• [EXERCISE] Render every line of the items below as a numbered list, omitting any blank lines.

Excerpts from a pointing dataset
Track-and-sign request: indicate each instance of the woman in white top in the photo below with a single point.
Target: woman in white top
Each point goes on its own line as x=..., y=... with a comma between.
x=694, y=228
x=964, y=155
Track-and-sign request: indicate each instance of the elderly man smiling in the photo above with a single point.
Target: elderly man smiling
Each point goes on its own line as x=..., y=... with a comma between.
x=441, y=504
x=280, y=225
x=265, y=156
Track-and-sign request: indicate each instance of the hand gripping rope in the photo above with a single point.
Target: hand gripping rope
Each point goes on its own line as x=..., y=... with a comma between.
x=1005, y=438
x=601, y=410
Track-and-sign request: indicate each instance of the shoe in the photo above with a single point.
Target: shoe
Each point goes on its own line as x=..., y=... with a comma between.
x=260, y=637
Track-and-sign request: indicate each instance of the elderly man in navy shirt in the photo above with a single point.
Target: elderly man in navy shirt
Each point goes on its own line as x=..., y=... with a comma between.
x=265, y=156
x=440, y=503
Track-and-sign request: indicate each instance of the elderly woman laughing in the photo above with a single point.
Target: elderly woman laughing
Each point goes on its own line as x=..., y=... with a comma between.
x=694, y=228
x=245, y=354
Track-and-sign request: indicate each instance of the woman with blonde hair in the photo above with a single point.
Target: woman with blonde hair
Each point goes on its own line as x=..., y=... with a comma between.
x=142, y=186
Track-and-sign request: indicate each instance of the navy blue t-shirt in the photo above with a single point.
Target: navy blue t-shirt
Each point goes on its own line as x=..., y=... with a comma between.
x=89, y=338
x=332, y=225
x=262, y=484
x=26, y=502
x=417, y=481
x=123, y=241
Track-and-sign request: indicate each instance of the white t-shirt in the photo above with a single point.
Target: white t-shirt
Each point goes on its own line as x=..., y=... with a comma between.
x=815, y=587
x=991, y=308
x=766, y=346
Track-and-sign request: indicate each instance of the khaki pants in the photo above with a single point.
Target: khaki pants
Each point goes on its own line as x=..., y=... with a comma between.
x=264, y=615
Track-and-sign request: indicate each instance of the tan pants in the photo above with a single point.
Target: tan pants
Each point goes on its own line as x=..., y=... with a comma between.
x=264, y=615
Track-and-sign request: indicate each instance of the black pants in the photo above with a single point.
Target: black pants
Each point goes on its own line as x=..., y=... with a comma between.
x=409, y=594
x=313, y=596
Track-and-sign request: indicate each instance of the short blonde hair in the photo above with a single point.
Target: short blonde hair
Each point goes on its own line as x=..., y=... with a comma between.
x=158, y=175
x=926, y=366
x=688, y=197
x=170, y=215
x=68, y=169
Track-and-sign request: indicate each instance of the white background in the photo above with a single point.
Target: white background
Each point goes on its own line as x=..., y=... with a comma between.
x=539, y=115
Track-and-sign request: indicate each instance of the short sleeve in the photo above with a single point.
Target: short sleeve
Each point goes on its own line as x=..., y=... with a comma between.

• [SOLUTION TO THIS EXERCISE]
1. Track-and-sign request: indicate each instance of the woman in white top in the photo below with a single point.
2. Target: woman in white top
3. Each point goes on its own line as x=..., y=... with a comma between.
4. x=694, y=228
5. x=964, y=155
6. Track-and-sign request: indicate each instance of the elderly man smiling in the photo above with a single point.
7. Target: elderly man smiling
8. Each point goes on its own line as x=..., y=... with a comma between.
9. x=441, y=504
10. x=280, y=225
11. x=265, y=156
12. Track-and-sign request: indicate each instance of the hand gripping rope in the photo above with a single point.
13. Target: hand gripping rope
14. Each point goes on its own line as x=..., y=... with a comma between.
15. x=1005, y=438
16. x=601, y=410
17. Track-and-sign request: indicate each instance of the shoe in the photo above with a single point.
18. Target: shoe
19. Each point goes on its own line as x=..., y=... with a comma between.
20. x=260, y=637
21. Track-and-sign request: indicate each instance of the elderly man in navy shirt in the photo above with a single point.
22. Target: elderly man in navy shirt
23. Each point goes on its own line as x=..., y=... with a comma between.
24. x=265, y=156
25. x=440, y=503
26. Track-and-sign request: indicate each instance of the elderly woman laughing in the photo above with a single point.
27. Target: elderly woman laughing
28. Each point goes on its own line as x=..., y=... with a comma between.
29. x=694, y=228
30. x=245, y=354
31. Track-and-sign request: indicate each instance of the woman with blonde hair in the photo above with a single point.
32. Target: woman with blonde hair
33. Each point goes on its own line as x=..., y=... with a comma between.
34. x=142, y=186
35. Track-and-sign request: indicate each instance of the navy blue t-shirt in the photo above with a single point.
36. Target: navy blue t-shirt
37. Each point goes on its own line as x=..., y=... with a comma between.
38. x=89, y=338
39. x=332, y=225
40. x=262, y=484
41. x=26, y=502
42. x=417, y=481
43. x=123, y=241
44. Track-and-sign request: indicate each instance of the white t-shirt in the photo above with a single point.
45. Target: white t-shirt
46. Each point goes on its own line as x=..., y=... with a comma between.
47. x=815, y=587
48. x=991, y=308
49. x=766, y=346
50. Track-and-sign request: indicate each instance of the khaki pants in the photo above with a single point.
51. Target: khaki pants
52. Each point goes on its own line as x=..., y=... with a comma between.
53. x=264, y=615
54. Track-and-sign request: indicate each instance of the tan pants in the photo above with a single point.
55. Target: tan pants
56. Each point goes on its own line as x=..., y=... with a comma between.
57. x=264, y=615
58. Track-and-sign request: indicate each instance of the black pants in the photo above with a single point.
59. Target: black pants
60. Each point goes on its own line as x=..., y=... with a comma between.
61. x=409, y=594
62. x=313, y=596
63. Track-and-sign request: indicate each instance of the short blonde hair in the photo above with a single point.
64. Target: short blonde hair
65. Each point goes on its own line as x=..., y=... with a comma between.
66. x=158, y=175
67. x=926, y=366
68. x=688, y=197
69. x=170, y=215
70. x=68, y=169
71. Track-and-sign request: indicate each instance of the white background in the photo above with a single point.
72. Target: white background
73. Each point goes on its own line as x=..., y=... with a comma between.
74. x=539, y=115
75. Track-and-sign request: indicate each instance of the short sleeve in the photo above with a single point.
76. Target: short sleeve
77. Each point goes on its own line as x=..., y=... with a comma between.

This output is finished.